# [TASK PROMPT]
Copy the data word for word, starting at the line that contains "Reviewer note: confirm that each instance of the utility" and ending at the line that contains "column 783, row 497", including both of those lines.

# [RECORDS FOR THIS TASK]
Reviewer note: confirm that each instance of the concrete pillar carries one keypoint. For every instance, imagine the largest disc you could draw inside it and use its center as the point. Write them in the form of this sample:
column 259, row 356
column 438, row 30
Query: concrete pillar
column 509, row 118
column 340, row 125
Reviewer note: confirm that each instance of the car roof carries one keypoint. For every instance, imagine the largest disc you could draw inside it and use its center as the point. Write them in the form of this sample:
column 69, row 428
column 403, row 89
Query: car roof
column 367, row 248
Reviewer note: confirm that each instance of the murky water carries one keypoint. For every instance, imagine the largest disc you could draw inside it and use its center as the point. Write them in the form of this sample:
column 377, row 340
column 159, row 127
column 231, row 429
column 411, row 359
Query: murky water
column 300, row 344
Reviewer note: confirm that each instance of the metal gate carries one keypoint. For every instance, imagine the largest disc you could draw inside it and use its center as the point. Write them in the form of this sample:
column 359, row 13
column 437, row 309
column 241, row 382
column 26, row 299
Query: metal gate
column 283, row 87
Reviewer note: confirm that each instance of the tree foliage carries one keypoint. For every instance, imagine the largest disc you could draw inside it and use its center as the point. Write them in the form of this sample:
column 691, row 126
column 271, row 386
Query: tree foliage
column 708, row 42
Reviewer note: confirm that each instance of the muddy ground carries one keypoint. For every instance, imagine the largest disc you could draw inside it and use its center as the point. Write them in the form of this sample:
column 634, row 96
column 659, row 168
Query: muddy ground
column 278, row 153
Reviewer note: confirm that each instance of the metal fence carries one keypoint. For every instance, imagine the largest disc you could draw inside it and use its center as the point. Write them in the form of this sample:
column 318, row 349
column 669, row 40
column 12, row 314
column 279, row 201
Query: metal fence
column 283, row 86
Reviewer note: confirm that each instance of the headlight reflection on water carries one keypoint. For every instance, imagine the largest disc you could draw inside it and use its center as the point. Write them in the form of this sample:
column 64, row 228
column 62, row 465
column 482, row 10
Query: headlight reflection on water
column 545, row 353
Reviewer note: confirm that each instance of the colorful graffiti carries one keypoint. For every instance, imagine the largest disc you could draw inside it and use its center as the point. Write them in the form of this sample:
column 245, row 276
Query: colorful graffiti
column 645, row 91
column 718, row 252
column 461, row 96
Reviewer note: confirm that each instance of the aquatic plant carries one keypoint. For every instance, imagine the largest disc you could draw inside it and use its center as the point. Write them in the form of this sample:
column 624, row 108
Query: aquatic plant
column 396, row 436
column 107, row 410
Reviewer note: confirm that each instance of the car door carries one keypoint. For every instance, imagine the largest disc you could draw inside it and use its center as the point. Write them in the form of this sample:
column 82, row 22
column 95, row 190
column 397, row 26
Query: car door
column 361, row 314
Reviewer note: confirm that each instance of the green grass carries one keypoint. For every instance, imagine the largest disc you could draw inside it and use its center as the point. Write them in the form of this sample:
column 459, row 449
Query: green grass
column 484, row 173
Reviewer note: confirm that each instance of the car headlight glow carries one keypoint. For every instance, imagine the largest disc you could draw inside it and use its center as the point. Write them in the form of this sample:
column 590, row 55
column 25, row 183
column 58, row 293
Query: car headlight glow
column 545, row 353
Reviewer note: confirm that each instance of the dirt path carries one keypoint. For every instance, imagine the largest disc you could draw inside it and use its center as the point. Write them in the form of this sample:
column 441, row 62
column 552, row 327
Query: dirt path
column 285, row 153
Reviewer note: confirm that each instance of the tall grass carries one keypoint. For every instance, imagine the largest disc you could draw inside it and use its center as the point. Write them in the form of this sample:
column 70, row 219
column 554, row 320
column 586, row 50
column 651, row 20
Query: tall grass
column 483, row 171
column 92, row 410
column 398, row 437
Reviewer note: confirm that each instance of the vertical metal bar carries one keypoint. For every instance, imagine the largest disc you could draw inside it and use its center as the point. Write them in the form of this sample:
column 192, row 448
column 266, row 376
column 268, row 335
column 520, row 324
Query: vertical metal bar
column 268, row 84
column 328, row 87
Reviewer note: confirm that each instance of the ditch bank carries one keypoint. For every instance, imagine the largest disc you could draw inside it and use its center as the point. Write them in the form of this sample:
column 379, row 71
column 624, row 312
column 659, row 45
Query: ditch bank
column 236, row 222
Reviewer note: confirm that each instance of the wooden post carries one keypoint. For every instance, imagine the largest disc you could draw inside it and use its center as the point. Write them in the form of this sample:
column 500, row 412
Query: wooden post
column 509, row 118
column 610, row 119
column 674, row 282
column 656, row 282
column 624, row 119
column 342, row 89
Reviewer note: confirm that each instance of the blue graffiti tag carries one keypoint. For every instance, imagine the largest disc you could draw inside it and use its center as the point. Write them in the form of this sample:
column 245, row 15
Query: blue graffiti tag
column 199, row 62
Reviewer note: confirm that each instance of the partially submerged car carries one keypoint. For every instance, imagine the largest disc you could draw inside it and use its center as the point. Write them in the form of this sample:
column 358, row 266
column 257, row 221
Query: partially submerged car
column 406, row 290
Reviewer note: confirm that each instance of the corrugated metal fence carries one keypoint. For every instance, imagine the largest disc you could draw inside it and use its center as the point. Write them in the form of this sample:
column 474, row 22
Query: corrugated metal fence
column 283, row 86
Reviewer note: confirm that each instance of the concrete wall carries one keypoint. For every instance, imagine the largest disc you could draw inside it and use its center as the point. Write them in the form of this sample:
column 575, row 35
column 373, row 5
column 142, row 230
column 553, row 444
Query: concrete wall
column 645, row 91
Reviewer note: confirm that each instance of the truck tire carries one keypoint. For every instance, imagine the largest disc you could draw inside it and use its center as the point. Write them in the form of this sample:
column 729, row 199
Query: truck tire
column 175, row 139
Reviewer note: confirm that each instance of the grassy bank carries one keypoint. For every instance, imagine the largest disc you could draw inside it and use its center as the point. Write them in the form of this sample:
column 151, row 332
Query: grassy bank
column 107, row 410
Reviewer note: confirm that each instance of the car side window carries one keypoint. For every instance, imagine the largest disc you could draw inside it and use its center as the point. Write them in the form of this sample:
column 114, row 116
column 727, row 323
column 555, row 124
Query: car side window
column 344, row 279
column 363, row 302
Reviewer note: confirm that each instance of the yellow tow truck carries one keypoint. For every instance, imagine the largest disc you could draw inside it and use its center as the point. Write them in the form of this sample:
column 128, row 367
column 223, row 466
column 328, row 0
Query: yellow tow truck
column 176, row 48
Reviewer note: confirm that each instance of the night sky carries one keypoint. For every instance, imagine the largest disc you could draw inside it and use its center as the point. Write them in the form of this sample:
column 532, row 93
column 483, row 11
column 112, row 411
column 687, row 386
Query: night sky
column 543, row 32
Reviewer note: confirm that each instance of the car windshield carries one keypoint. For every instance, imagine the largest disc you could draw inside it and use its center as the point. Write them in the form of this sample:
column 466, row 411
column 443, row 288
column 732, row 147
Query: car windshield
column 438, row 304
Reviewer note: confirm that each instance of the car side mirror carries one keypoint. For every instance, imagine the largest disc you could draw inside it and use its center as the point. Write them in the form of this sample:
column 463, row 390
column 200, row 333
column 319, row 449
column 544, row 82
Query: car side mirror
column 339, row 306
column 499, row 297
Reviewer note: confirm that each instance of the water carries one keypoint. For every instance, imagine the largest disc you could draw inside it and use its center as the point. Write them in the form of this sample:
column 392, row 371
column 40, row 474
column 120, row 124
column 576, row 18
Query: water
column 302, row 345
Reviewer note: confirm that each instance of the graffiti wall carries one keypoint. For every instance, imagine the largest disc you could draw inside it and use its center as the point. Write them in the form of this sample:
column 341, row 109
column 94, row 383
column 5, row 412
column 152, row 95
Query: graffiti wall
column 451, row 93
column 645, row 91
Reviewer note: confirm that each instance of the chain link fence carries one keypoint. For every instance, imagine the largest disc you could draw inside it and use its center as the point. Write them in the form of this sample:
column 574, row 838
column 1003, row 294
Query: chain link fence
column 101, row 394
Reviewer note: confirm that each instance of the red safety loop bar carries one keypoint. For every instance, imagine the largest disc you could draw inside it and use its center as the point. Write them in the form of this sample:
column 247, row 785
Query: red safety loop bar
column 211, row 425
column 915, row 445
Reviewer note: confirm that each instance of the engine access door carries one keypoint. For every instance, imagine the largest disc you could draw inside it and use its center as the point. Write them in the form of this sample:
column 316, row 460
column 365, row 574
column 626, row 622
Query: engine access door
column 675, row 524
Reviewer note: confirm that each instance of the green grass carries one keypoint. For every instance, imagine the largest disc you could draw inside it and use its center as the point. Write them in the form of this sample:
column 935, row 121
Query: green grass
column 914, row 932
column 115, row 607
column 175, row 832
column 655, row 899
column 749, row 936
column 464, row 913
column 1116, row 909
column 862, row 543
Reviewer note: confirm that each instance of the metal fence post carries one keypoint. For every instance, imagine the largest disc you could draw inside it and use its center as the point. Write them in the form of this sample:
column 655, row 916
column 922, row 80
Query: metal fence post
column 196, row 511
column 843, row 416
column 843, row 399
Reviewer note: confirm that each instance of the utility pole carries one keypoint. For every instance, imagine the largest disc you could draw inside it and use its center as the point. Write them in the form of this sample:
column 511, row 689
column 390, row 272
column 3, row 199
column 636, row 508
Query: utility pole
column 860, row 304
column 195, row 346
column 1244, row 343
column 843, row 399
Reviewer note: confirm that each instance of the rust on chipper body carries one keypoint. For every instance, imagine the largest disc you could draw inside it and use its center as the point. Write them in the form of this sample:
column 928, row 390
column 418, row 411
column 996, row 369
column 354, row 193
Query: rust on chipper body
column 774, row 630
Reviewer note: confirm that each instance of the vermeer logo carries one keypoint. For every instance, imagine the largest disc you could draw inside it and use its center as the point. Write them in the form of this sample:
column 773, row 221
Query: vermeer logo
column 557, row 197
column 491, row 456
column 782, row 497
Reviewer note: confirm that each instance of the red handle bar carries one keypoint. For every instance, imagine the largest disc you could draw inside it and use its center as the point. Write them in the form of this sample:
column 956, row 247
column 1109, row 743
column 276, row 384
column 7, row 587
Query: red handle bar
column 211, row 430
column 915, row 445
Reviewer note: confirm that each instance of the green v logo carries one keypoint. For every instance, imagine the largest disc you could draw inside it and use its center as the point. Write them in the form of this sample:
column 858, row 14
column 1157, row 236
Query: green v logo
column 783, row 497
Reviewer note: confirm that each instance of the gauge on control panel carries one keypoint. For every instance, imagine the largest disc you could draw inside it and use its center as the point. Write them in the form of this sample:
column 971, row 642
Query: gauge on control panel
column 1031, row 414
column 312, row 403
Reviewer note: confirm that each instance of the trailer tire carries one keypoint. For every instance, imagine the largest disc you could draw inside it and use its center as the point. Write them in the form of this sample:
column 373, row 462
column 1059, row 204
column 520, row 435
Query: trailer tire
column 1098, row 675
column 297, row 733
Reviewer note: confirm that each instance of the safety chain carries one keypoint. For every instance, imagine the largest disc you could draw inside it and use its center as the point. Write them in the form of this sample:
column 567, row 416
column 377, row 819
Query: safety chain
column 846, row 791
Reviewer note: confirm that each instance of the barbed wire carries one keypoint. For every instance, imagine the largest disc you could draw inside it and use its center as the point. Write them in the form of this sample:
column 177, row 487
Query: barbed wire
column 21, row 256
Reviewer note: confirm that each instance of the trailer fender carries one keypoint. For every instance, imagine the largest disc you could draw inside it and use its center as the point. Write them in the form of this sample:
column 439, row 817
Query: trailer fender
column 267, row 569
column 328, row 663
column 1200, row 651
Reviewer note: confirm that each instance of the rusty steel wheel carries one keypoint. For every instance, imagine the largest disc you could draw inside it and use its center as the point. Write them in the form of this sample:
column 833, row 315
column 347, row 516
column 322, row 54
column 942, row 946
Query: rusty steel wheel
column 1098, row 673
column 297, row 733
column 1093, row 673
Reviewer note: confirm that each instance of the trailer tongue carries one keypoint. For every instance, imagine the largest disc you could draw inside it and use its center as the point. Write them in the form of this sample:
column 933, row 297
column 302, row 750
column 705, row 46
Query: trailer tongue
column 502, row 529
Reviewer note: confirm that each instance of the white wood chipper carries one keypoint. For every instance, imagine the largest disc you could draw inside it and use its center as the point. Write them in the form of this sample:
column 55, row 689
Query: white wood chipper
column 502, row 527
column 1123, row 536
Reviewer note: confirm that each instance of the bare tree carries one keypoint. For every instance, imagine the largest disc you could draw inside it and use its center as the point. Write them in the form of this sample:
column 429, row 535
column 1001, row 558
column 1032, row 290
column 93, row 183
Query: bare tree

# [ANSWER TO THIS PROBLEM]
Reviewer note: confirm that each instance of the utility pole carries one keypoint. For every instance, imagine the largest disc you could draw inside it and use its center as the point. Write them in the form of this sample:
column 511, row 689
column 390, row 272
column 3, row 199
column 636, row 508
Query: utility pole
column 860, row 304
column 195, row 346
column 1244, row 343
column 843, row 399
Reviewer note: confirm that each instance of the rust on chipper body carries one keypoint. For every instance, imagine the largest disc you could draw inside it and use its center as the point. Write them in the form of this sample:
column 928, row 390
column 418, row 411
column 996, row 369
column 354, row 193
Query: rust on chipper body
column 774, row 630
Reviewer note: confirm that each instance of the vermeer logo carries one keypoint. For every instance, imagine the largest disc you could draw inside it and use its center as the point. Write them in the form of this sample:
column 773, row 221
Query: vermeer logo
column 557, row 197
column 491, row 456
column 782, row 497
Reviewer note: confirm that each instance of the red handle bar carries one keypoint. For every instance, imagine the largest disc you could draw inside it and use its center as the point. Write them in the form of this sample:
column 956, row 247
column 1109, row 743
column 276, row 384
column 7, row 587
Query: red handle bar
column 211, row 430
column 915, row 445
Reviewer note: confirm that each instance of the green v logo carries one keypoint. For every instance, imagine the largest disc you could draw inside it and use its center as the point. Write them in the form of this sample:
column 858, row 14
column 1157, row 236
Query: green v logo
column 783, row 497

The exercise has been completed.